### Task statement
Below are entries to be transcribed exactly; exclude the pictures from the copy.

Rows from a pointing dataset
⟨

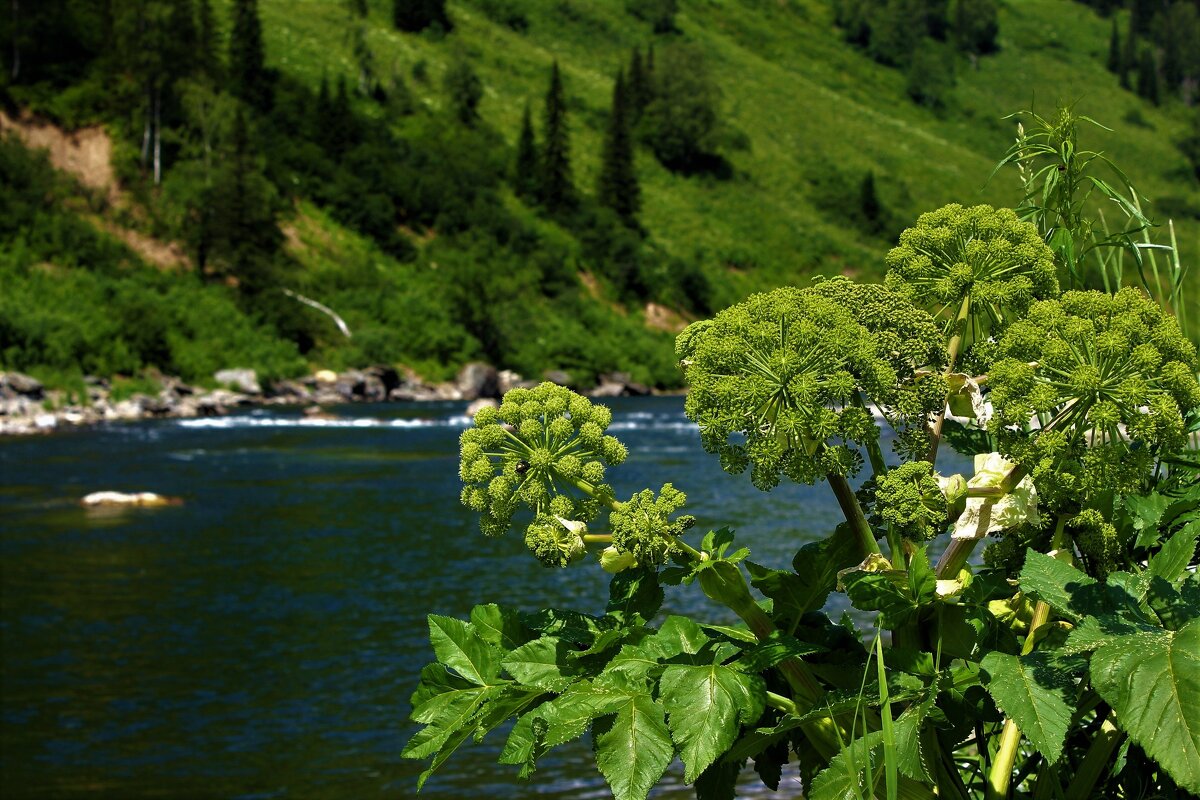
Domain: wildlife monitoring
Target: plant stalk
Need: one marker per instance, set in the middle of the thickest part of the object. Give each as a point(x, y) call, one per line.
point(1096, 759)
point(855, 516)
point(935, 432)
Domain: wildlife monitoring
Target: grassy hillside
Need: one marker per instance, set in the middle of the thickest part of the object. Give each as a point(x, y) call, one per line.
point(808, 116)
point(808, 103)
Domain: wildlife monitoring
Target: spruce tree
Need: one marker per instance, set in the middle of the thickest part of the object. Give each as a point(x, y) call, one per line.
point(555, 188)
point(247, 68)
point(1147, 77)
point(637, 89)
point(463, 90)
point(1129, 55)
point(207, 52)
point(525, 169)
point(414, 16)
point(617, 184)
point(1114, 62)
point(869, 203)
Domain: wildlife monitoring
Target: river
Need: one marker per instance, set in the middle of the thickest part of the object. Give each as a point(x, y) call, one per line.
point(263, 638)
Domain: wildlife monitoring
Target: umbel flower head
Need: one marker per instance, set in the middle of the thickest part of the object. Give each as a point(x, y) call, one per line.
point(544, 449)
point(1110, 379)
point(910, 498)
point(982, 254)
point(642, 525)
point(778, 380)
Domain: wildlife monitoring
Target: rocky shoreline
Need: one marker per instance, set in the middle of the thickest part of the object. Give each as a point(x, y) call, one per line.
point(27, 407)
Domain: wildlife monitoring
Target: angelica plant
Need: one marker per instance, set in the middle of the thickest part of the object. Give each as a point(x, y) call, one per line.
point(1065, 665)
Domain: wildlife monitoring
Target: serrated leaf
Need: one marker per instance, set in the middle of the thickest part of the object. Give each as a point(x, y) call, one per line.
point(1152, 681)
point(775, 649)
point(635, 596)
point(677, 636)
point(541, 663)
point(1051, 581)
point(847, 775)
point(1030, 691)
point(706, 707)
point(634, 747)
point(447, 715)
point(912, 758)
point(460, 648)
point(499, 626)
point(1173, 560)
point(569, 714)
point(436, 679)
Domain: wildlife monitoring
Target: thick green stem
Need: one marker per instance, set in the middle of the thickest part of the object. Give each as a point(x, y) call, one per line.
point(855, 516)
point(1096, 761)
point(1001, 774)
point(935, 432)
point(959, 551)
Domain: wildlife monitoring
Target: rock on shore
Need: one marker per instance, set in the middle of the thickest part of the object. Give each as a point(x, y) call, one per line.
point(27, 407)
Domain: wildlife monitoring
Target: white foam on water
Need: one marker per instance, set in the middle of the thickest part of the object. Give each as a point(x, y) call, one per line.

⟩

### Answer for the task
Domain: wildlife monitoring
Target: plant stalk
Need: one marker per instance, set in the middle of the thickest part of the object. Give each as a point(x, y) call, one per line.
point(1096, 759)
point(855, 516)
point(935, 432)
Domain: wildlife monitoring
Target: grassy hillside
Need: one marker per instance, set in the middle of the thickest part of the object. Give each as a point(x, y) call, one per line.
point(808, 116)
point(808, 103)
Domain: wildlife monitoring
Target: spruce tree
Need: one marker per instance, set in the middle of the thickest part of the object. Give each as a point(x, y) call, one per line.
point(555, 188)
point(247, 68)
point(1147, 77)
point(637, 89)
point(463, 90)
point(1129, 55)
point(207, 52)
point(525, 169)
point(414, 16)
point(617, 184)
point(1114, 62)
point(869, 203)
Domain: wildlife monitoring
Target: river
Need: one marker per instance, set in the middle of the thickest part of the object. Give each as a point(x, y) call, one per line.
point(263, 638)
Domain: wildlife monitoring
Target: umbel flower head
Need: one marker per instance, set in the middle of the thickest part of the object. Give each as a point(x, y) call, one per line.
point(544, 449)
point(1110, 379)
point(910, 498)
point(982, 254)
point(642, 525)
point(778, 380)
Domain: wildlife monitoring
Target: rocky shoreline
Need: one marker per instance, set in the middle of the thickest part of the object. Give each as a point(x, y) call, one per line.
point(27, 407)
Domain: wildlife monitoring
Target: angelica plant
Need: one marker per instance, set in the middle of the thickest part of the object. Give each as a point(x, y) call, one per line.
point(1065, 665)
Domain: wildlife monitoring
Target: serrated leaf
Need: one marker per instance, set in the middle of the thickest part of the object. Give each as a point(x, y) call, one per line.
point(1152, 681)
point(775, 649)
point(635, 596)
point(677, 636)
point(541, 663)
point(1051, 581)
point(847, 775)
point(1030, 691)
point(706, 707)
point(634, 747)
point(447, 715)
point(912, 758)
point(460, 648)
point(499, 626)
point(1173, 560)
point(569, 714)
point(436, 679)
Domain: wildlife monitoring
Target: thick green stem
Need: one marker per instance, set in the middle of the thickest part of the object. Give each as a point(x, y) call, one per line.
point(855, 516)
point(1096, 761)
point(1001, 774)
point(935, 432)
point(959, 551)
Domain: wildlife monitoring
Target: rock on shore
Need: one marker per instance, set in the middle of the thickest part of the object. Give each as a point(x, y) call, one per line.
point(27, 407)
Domain: wildlife monitoring
Target: white foam on water
Need: one marker per instance, set in the middle of the thickest part of the object. Give each as a point(x, y) call, one per line.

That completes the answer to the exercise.